Task list –
• a. According to the A-REIT fund update, at what level did the RBA keep the cash rate in July?
• b. In the A-REIT fund update, reproduce word for word the part that opens with the words containing "A-REITs typically benefit" and closes with "25bp rate cut.".
• c. Resume the A-REIT fund update from where it stops.

SUMMARY
The A-REIT sector extended its strong run in July, advancing 3.38% and outperforming the broader equities market by 2.4%. This resilience came despite a modest 10-basis-point rise in 10-year bond yields to 4.26% and the RBA’s surprise decision to keep the cash rate steady at 3.85%.
The Fund returned 2.7% over the month. Over the 12 months to July 2025, the Fund delivered a strong return of 12.8%, outperforming the benchmark by 2.6%.
A-REITs typically benefit from falling interest rates, and the market was caught off guard when the RBA left rates on hold at its July meeting. The August board meeting delivered a 25bp rate cut.


COMMENTARY
As anticipated, the REIT reporting season is off to a solid start. Based on these early results, we expect to see the start and/or acceleration of NTA and earnings growth across most asset classes. The decline in BBSW is well recognised, and we anticipated that REITs would take advantage of lower swap rates to strengthen their hedging positions.
Transaction activity is also gathering pace, with increased asset recycling, heightened competition for AUM, and signs of improving demand for assets – even in more challenging segments such as office. The ability to now recycle assets at attractive spreads is particularly beneficial for smaller REITs with limited balance sheet capacity, and even more advantageous for REIT fund managers able to recycle capital into new opportunities.

Input data –
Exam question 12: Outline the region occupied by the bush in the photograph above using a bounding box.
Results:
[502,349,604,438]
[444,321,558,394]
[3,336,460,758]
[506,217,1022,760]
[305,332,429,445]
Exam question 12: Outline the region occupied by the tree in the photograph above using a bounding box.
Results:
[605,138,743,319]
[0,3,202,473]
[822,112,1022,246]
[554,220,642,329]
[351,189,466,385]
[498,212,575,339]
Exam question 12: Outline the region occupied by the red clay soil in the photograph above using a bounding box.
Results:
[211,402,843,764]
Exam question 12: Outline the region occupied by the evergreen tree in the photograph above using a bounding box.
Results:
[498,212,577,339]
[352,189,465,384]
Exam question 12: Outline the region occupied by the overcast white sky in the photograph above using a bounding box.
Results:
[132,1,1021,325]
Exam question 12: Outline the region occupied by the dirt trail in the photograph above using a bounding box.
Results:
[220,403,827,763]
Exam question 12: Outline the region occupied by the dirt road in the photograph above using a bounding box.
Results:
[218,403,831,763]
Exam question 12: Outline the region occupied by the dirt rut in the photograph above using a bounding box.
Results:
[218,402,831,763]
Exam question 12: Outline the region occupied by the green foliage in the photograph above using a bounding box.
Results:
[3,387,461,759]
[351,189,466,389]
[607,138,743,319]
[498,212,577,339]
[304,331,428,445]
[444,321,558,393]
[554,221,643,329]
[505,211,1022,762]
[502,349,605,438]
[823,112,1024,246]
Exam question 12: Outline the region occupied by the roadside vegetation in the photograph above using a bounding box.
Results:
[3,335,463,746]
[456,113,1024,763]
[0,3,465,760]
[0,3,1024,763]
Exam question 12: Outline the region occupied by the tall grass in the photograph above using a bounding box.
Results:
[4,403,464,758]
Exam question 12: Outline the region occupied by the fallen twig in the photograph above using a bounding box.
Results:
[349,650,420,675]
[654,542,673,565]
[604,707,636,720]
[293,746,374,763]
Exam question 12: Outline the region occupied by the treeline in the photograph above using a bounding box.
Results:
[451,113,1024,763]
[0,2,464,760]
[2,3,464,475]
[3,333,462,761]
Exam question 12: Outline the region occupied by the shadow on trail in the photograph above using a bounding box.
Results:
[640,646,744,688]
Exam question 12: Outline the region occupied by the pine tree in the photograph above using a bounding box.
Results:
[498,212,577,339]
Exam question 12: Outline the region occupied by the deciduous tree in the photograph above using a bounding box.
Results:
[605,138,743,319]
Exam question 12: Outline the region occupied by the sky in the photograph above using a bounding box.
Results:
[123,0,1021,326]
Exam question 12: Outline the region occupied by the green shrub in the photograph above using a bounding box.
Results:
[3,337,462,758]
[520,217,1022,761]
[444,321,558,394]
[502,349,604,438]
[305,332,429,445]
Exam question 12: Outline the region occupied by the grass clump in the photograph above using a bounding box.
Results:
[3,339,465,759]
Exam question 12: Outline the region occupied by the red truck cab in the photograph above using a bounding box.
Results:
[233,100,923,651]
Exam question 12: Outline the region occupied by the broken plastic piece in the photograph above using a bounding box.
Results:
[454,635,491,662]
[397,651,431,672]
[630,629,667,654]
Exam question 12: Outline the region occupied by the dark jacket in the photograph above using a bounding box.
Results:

Responses for each task –
• a. 3.85%

• b.
A-REITs typically benefit from falling interest rates, and the market was caught off guard when the RBA left rates on hold at its July meeting. The August board meeting delivered a 25bp rate cut.

• c.
The outlook for real estate is the strongest since COVID, supported by falling interest rates, stabilising asset values, robust rental growth, and constrained new supply due to rising replacement costs. As specialist active A-REIT managers, we are well placed to capture opportunities as market conditions improve.
The Fund sees compelling opportunities ahead, with residential and discretionary retail poised to benefit from persistent supply constraints. At the same time, powerful structural trends are creating momentum in alternative sectors – from data centres and land lease communities to self-storage and real estate private debt – offering multiple avenues for growth.